[Excerpts from point annotation data]

****

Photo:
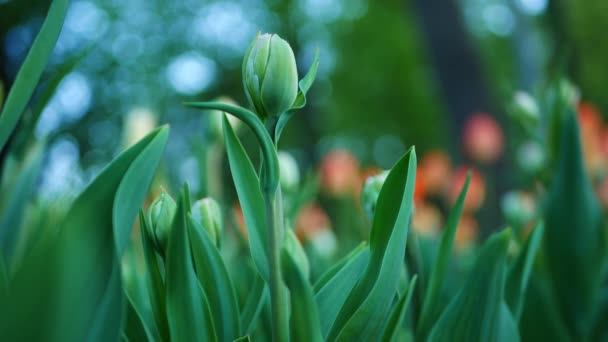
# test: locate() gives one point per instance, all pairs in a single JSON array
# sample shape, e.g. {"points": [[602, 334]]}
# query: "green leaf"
{"points": [[154, 280], [185, 298], [519, 272], [31, 70], [333, 270], [431, 306], [66, 284], [363, 314], [398, 315], [251, 199], [507, 330], [253, 306], [474, 314], [18, 193], [575, 241], [215, 280], [134, 329], [339, 281], [304, 321]]}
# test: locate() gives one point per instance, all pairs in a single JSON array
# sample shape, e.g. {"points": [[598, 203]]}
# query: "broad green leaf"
{"points": [[253, 305], [474, 314], [398, 315], [250, 197], [108, 321], [18, 196], [519, 272], [431, 306], [363, 314], [575, 242], [31, 70], [134, 329], [335, 268], [154, 280], [507, 331], [334, 290], [185, 298], [304, 320], [77, 266], [215, 280]]}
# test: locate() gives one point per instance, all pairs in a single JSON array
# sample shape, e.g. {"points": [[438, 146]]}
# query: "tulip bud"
{"points": [[160, 217], [290, 174], [207, 212], [371, 191], [295, 250], [525, 110], [270, 75]]}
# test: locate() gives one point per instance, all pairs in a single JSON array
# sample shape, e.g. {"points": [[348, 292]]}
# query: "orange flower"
{"points": [[477, 189], [591, 127], [483, 138], [340, 173], [436, 168], [426, 220]]}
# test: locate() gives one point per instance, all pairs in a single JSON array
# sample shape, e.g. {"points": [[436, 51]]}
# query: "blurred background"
{"points": [[437, 74]]}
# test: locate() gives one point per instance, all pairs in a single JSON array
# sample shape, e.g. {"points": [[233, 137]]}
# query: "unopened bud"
{"points": [[207, 212], [160, 217]]}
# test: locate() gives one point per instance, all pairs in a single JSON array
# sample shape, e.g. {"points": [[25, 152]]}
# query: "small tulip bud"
{"points": [[290, 174], [270, 75], [295, 249], [525, 110], [371, 191], [207, 212], [160, 217]]}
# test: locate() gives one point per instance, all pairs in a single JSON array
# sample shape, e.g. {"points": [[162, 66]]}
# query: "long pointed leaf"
{"points": [[31, 70], [250, 196], [215, 280], [398, 315], [431, 304], [363, 314], [474, 314]]}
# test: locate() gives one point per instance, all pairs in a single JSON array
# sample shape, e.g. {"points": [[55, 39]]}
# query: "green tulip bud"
{"points": [[371, 191], [207, 212], [525, 110], [288, 168], [160, 217], [270, 75], [296, 251]]}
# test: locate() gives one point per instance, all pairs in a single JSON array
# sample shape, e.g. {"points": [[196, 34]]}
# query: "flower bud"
{"points": [[270, 75], [160, 217], [371, 191], [207, 212], [290, 174], [525, 110]]}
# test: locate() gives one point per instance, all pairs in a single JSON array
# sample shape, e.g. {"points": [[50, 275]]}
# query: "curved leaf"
{"points": [[251, 199], [215, 280], [185, 298], [519, 273], [431, 304], [474, 314], [397, 316], [332, 293], [77, 265], [304, 321], [363, 314], [31, 70]]}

****

■ Aim of the exercise:
Do not include the images; transcribe the rest of the listing exactly.

■ Solution to this task:
Photo:
# test: locate() gives one point per instance, all pairs in a single JSON array
# sample shape, e.g. {"points": [[602, 334]]}
# query: "green leaf"
{"points": [[154, 280], [185, 298], [519, 272], [31, 70], [333, 270], [431, 306], [66, 284], [363, 314], [398, 315], [251, 199], [507, 330], [253, 306], [474, 314], [18, 193], [575, 241], [215, 280], [134, 329], [339, 281], [304, 321]]}
# test: locate() gives one point per instance, all pairs in a single JSON array
# sample shape, e.g. {"points": [[598, 203]]}
# query: "broad green leaf"
{"points": [[253, 305], [474, 314], [398, 315], [250, 197], [108, 321], [18, 196], [519, 272], [431, 306], [363, 314], [575, 242], [31, 70], [134, 329], [335, 268], [154, 280], [507, 331], [334, 290], [185, 298], [304, 320], [77, 266], [215, 280]]}
# test: locate() gives one point per instance, all pairs in a single JSON array
# sample shape, e.g. {"points": [[438, 146]]}
# query: "tulip bud"
{"points": [[160, 217], [290, 174], [207, 212], [371, 191], [295, 250], [525, 110], [270, 75]]}
# test: locate() gives one point per instance, all pairs in a single JSON array
# sample shape, e.g. {"points": [[348, 292]]}
# query: "orange flower"
{"points": [[477, 189], [591, 127], [483, 138], [340, 173], [436, 168], [426, 220]]}
# test: locate() gives one point per instance, all pairs in a single JSON array
# sample shape, e.g. {"points": [[436, 51]]}
# query: "blurred background"
{"points": [[437, 74]]}
# test: locate() gives one point per instance, all pairs in a single JSON array
# sample shape, e.g. {"points": [[233, 137]]}
# query: "unopened bud"
{"points": [[207, 212], [160, 217]]}
# test: locate() gives one point per instance, all pairs in a single JSON array
# sample shape, e.g. {"points": [[25, 152]]}
# query: "small tulip bud"
{"points": [[290, 174], [270, 75], [295, 249], [525, 110], [371, 191], [207, 212], [160, 217]]}
# test: locate() gives one point per instance, all pairs in a single JSON array
# sample shape, e.g. {"points": [[162, 66]]}
# query: "long pointed leaf"
{"points": [[31, 70], [250, 196], [215, 280], [398, 315], [431, 304], [363, 314], [474, 314]]}
# test: locate() gives one point per instance, all pairs in a single JSON array
# sample shape, e.g. {"points": [[55, 39]]}
# query: "green tulip bud"
{"points": [[371, 191], [207, 212], [525, 110], [288, 168], [160, 217], [270, 75], [296, 251]]}
# test: locate() gives one point per instance, all pairs in a single JSON array
# sample shape, e.g. {"points": [[196, 34]]}
# query: "flower bud"
{"points": [[270, 75], [160, 217], [371, 191], [207, 212], [290, 174], [525, 110]]}
# test: locate() gives one point per instance, all pairs in a single JSON array
# sample shape, e.g. {"points": [[50, 275]]}
# query: "curved leaf"
{"points": [[251, 199], [215, 280], [185, 298], [519, 273], [431, 304], [474, 314], [397, 316], [332, 293], [77, 265], [304, 321], [363, 314], [31, 70]]}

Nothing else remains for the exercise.